There are a few reasons for having more than one publisher.

One is to gain experience with different editors and pick up new skills. Every pub and every editor has their things they do well and things they don’t cover quite as well. They’ll point out different things in your writing, push you in different directions. Some market better than others, while others have a stronger editing department.

Readerships tend to be like a Venn diagram–there’s some overlap between pubs, but there will always be some readers that visit one website, and never go to the other. However, if they like the book you put out at your new pub, they might be encouraged to pop over to your old one and try some of those too.

Myself and several other writers I know are currently debating the issue of multiple genres and whether going to a second or third publisher to handle other genres is a smart thing to do, or just makes it harder for readers to find you. Would it make sense to have contemporary and fantasy at one pub, paranormal and scifi at another, and then a third for anything that doesn’t fit in those categories? In essence, using the publisher’s name as a branding tool for that genre? Or should an author make the effort to keep everything at one publisher for ease of purchase by a reader? (That being said, there are some pubs that seem to be more open to odd categories of fiction, like erotic romance in a fantasy setting, or erotic horror, or steampunk.)

So I’m probably going to test the waters on this. I have something that I’ve been holding onto, that needs some revision, then I’m going to try sending it out again. We’ll see how it goes. If it doesn’t work out the way I’m hoping, then no harm, no foul, right?

What have I been doing to figure out which publishers I want to try? Some of it is personal experience. There are a couple I wouldn’t touch with a ten foot pole, after either having dealings with them (or attempting to), or reading things that came out from them.

Word of mouth. I cannot emphasize enough how important it is to get involved in the community somewhere, so you hear things that might not be said in an official capacity. Very often, writers are reluctant to discuss concerns they have with a publisher, because they’re afraid of being blacklisted, or graylisted. It’s also the place where you’ll hear about the really good stuff too. About times when publishers went above and beyond their responsibility to an author and sorted something out, or even just made a change to a release schedule to help someone having a rough time.

Check their sales rankings for books in the genre that your manuscript would be placed in, and look to see how, and if, they promote themselves. Check Novelrank sales, check ARe rankings, check Goodreads for reviews of the books. Because some publishers are very good at the “Rah, rah, we’re a fantastic publisher!”, but the proof is in the numbers, and sometimes the hype and numbers don’t line up.

• DATASET SECTION
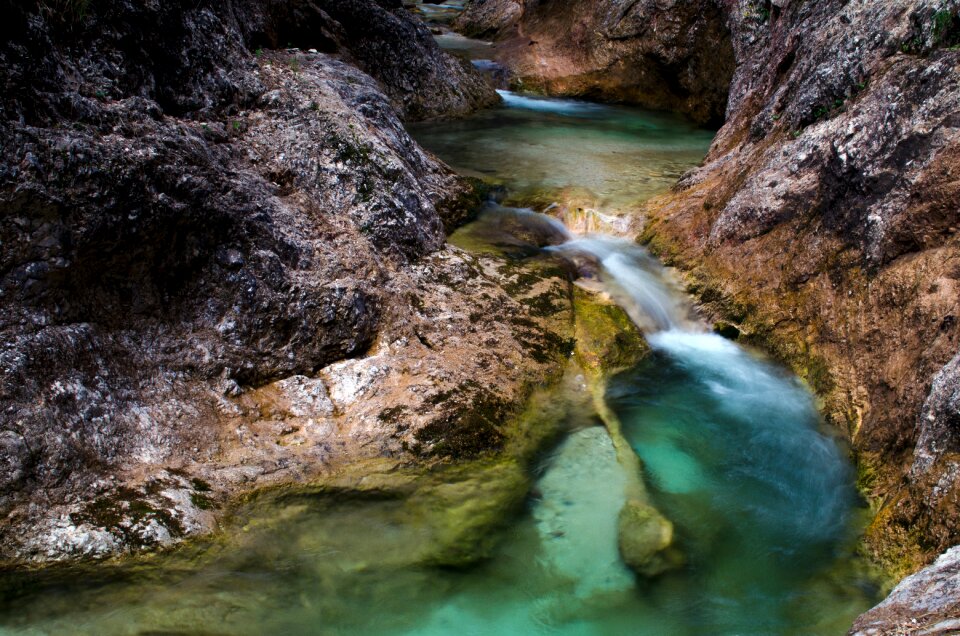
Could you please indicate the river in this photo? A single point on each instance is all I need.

• WORK TO DO
Write out, word for word, the part of the passage on having more than one publisher that runs from "What have I" up to and including "out from them.". The listing was taken from a separate source.

• FINAL ANSWER
What have I been doing to figure out which publishers I want to try? Some of it is personal experience. There are a couple I wouldn’t touch with a ten foot pole, after either having dealings with them (or attempting to), or reading things that came out from them.